Point labeling dataset excerpts
────────────────

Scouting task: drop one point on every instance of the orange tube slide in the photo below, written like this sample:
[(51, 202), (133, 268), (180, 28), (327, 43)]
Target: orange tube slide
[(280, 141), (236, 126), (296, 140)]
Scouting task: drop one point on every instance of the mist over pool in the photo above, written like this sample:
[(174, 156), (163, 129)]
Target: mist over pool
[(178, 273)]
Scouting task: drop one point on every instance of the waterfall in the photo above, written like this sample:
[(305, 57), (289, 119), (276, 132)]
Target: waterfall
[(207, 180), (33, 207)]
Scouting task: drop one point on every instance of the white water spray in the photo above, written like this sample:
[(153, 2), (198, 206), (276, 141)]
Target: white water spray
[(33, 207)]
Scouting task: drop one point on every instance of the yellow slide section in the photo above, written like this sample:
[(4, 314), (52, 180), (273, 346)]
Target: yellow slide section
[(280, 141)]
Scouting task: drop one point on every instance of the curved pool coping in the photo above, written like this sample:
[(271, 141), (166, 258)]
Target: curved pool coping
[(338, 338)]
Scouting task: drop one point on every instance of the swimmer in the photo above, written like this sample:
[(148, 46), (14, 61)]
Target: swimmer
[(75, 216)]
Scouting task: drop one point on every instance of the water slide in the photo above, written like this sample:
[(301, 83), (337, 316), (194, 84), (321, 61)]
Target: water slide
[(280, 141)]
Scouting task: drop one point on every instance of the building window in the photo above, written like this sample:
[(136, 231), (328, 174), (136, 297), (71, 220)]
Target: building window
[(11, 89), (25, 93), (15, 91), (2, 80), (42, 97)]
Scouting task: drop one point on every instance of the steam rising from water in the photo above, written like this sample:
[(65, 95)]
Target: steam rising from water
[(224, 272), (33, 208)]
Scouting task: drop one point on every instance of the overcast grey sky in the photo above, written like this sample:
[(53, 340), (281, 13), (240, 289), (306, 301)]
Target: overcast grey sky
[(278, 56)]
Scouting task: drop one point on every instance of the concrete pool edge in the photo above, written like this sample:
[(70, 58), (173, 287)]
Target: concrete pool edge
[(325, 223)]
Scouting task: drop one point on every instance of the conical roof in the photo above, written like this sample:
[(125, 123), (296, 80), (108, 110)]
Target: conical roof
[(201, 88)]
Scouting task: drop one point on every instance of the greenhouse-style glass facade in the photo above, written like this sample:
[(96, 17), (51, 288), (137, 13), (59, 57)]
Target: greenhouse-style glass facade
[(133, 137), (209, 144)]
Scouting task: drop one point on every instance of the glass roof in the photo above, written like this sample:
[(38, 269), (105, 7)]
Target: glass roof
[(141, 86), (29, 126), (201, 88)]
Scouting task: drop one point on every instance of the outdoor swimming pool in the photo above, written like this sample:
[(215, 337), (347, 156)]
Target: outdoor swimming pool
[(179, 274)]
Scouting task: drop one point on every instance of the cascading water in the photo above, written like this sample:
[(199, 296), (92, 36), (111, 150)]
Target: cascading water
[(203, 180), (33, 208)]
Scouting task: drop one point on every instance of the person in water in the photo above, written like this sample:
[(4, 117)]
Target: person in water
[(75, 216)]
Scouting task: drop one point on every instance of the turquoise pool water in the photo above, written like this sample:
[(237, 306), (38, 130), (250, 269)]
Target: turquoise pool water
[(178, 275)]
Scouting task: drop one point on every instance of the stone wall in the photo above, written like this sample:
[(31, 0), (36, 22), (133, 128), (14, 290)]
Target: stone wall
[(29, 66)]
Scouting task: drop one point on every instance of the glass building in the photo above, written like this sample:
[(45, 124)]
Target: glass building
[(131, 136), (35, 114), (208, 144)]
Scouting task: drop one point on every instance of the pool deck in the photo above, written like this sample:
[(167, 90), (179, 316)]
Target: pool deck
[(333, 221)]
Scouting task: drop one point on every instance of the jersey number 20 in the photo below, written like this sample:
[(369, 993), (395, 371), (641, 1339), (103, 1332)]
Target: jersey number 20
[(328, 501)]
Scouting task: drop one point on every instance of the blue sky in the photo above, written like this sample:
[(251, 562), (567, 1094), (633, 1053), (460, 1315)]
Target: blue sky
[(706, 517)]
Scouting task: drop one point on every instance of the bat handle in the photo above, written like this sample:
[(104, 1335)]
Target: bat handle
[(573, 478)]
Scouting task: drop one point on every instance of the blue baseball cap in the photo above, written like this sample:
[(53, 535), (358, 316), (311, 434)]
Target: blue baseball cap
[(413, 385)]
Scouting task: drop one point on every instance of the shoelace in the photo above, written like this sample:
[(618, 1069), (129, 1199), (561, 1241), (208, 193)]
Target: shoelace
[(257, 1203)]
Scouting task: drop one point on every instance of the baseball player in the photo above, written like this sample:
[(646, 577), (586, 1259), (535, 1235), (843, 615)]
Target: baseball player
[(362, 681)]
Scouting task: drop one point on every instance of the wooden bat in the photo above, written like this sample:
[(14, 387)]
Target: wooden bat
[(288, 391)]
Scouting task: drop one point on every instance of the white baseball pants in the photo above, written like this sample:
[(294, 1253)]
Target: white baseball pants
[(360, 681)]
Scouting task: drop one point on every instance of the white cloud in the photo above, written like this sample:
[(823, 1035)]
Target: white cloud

────────────────

__Set exercise__: Copy the material again, starting at the line containing "Scouting task: drop one point on every instance of the cascading" and ending at the line containing "[(706, 517)]", with both of those lines included. Keep every line, requests included, but multiply each point coordinate in the answers by 1.7 and round to a whole number, halves up, leaving the requests and their format samples unchanged.

__Complete answer__:
Scouting task: drop one point on every instance of the cascading water in the photo above, written like this sample:
[(199, 296), (92, 36), (111, 150)]
Target: cascading water
[(345, 306), (56, 354)]
Scouting task: drop one point on every instance of the person in water in the photo above, written like this sample:
[(4, 117)]
Target: person in water
[(128, 367)]
Scouting task: drop one point on every instance of the turquoise pool water in the photo above, written like this sample:
[(237, 306), (38, 130), (250, 269)]
Target: turquoise pool water
[(303, 468)]
Scouting task: drop one point on every instance of the stone wall in the photo above, written like this sample:
[(31, 0), (36, 22), (133, 128), (14, 290)]
Target: stone wall
[(49, 112)]
Scouting task: drop one point on every instance of the glass building in the photo above, written like this sample:
[(45, 124)]
Target: glass building
[(223, 231), (60, 194), (354, 245)]
Scouting task: drop one point on every instance of the pool deck in the photo above, written like this sample:
[(167, 90), (179, 316)]
Target: pool deck
[(566, 376)]
Scouting task: drop one point on every instance of the jersey number 20 in the photo below, written like this sample:
[(369, 993), (395, 371), (641, 1339), (103, 1332)]
Target: jersey number 20
[(558, 852)]
Scouting task: drop one point on every instance of the blue sky in the photo above, written like this sample:
[(251, 562), (567, 1094), (633, 1053), (460, 1315)]
Target: blue sky
[(1200, 879)]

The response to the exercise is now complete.